Given passage:
Can You Afford to Grow Old in Whatcom County?


With the aging of the baby boomers, the “silver tsunami” is about to arrive. Public policy changes related to Social Security and Medicare are being considered. More and more of us in the boomer generation, as well as other generations, are worried about whether our money will last as long as we do! We wonder about whether we can leave something to our children, and we hope to avoid being a burden to them in our later years. And some of us are worrying today about having enough to simply meet our daily basic needs of food, shelter, clothing, and health care. But what does it actually take to cover the cost of a reasonable quality of life as we age? The poverty level is no longer a good measure of what it takes to survive. New data provides information about what it takes for elders to meet their basic needs in Whatcom County and in other counties in Washington State. Find out about the new Elder Economic Security Index, how the Whatcom elder population stacks up, and what it takes to meet basic needs in our county and State.

Our presenters bring a wealth of experience and insight to this topic.

(Stored data entries)
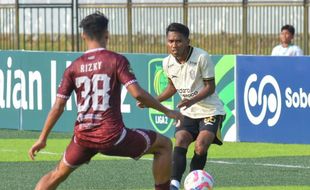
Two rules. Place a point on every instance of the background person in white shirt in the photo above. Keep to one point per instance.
(286, 47)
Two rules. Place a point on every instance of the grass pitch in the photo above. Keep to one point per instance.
(234, 166)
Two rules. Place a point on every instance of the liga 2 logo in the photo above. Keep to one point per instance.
(270, 101)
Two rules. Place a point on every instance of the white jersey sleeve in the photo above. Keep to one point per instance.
(206, 67)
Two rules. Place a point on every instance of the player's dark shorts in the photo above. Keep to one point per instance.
(132, 143)
(212, 124)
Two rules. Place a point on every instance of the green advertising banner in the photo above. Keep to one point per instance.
(29, 81)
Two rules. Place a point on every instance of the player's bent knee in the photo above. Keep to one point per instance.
(201, 149)
(161, 144)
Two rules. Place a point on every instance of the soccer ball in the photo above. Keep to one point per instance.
(198, 180)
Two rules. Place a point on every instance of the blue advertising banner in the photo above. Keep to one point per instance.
(273, 99)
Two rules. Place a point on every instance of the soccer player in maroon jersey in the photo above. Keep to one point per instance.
(96, 77)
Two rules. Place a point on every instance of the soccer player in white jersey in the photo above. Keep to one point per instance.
(96, 77)
(190, 72)
(286, 47)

Work to be completed:
Pick up the Whatcom County elder economic security text after its final sentence and continue writing it. The listing was drawn from a different source than the text.

Exercise answer:
RaChelle (Shelly) Zylstra, PhD, currently serves as the Director of Planning at the Northwest Regional Council/Area Agency on Aging, where she provides oversight to the development and monitoring of homecare and senior services in Island, San Juan, Skagit, and Whatcom Counties. Shelly has over 25 years of experience at the community level with older adults and people with disabilities in helping them remain in the homes and communities they love. She also works with family caregivers and has a special passion for working with elders in tribal communities.

Cathy Knight, PhD, is the State Director for the Washington Association of Area Agencies on Aging (W4A). Cathy serves as the Project Coordinator for the Washington State Elder Economic Security Initiative. She earned a Ph.D. in Behavioral Disabilities from the University of Wisconsin-Madison and has over 30 years of experience in the fields of aging and disabilities. Prior to moving to Washington, Cathy served as a researcher and instructor in university settings as well as in state and local government agencies and consumer-based advocacy organizations in Ohio and Wisconsin.